Activity A :: Please quote the passage on LA County disease surveillance below, from "Responsibility and jurisdiction" up to and including "term them pandemics.".
Activity B :: Using the LA County disease surveillance text below, name every method the county Public Health department uses to gather actionable information on disease.

Extracted text ::
==============================

Responsibility and jurisdiction
Nationally, tracking new disease activity and developing initiatives in response to them is the National Biosurveillance Integration Center (NBIC)(link is external), housed within the Department of Homeland Security. In Los Angeles, the county health department tracks emerging illnesses and decides when to term them pandemics.
Los Angeles County and disease surveillance
With regards to disease surveillance systems that function in LA county, there are three main methods of gathering actionable information. The first, and most prominent method, is through laboratory reporting. There are a significant number of laboratories that run medical diagnostic testing throughout LA county and California in general. These laboratories, upon diagnosing a sample with a communicable disease (such as influenza, Measles, Tuberculosis, etc.) are then mandated by state law to send a report to the LA County Public Health department. The system they have in place for this, called eLab Reporting, is an automated system that connects them to the labs directly. While this is the primary method for labs to report, they also have the option to send in reports via mail, fax, or email. The second method, which when combined with laboratory reporting makes up the majority of disease reporting received by the Public Health department, is physician reporting. According to state law, physicians are required to report to the Public Health department any suspected case involving an infectious disease. There is no automated system for physician reporting, instead they use downloading PDF files on the Public Health departments website which the physician can then download, print out, fill out, and either email, fax, or mail back. The physicians are trained to follow the guidelines for a reportable condition, as not every case needs to be reported. Lastly, the third method of gathering information is the Biosense platform. The Biosense platform is a federal syndromic surveillance program that takes data from Emergency Departments across LA county and looks for patterns among the data. The programs initial intent was to quickly alert the government in the event of a bioterrorist event, however in terms of use for day-to-day Public Health activities, the data they get from it is limited. This is due to the nature of syndromic surveillance, which relies on large numbers of cases to cause a blip on Biosense. These three methods, laboratory based reporting, physician reporting, and the Biosense platform, form the main means of gathering actionable information for the LA county Public Health department.

==============================

Provided data ::
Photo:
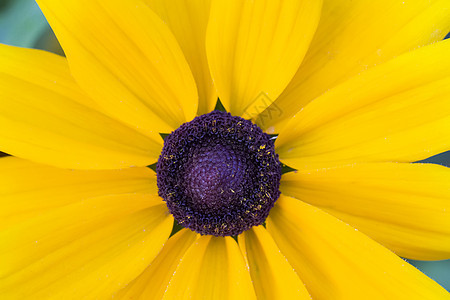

==============================

Your response A ::
Responsibility and jurisdiction
Nationally, tracking new disease activity and developing initiatives in response to them is the National Biosurveillance Integration Center (NBIC)(link is external), housed within the Department of Homeland Security. In Los Angeles, the county health department tracks emerging illnesses and decides when to term them pandemics.

Your response B ::
- Laboratory reporting
- Physician reporting
- The Biosense platform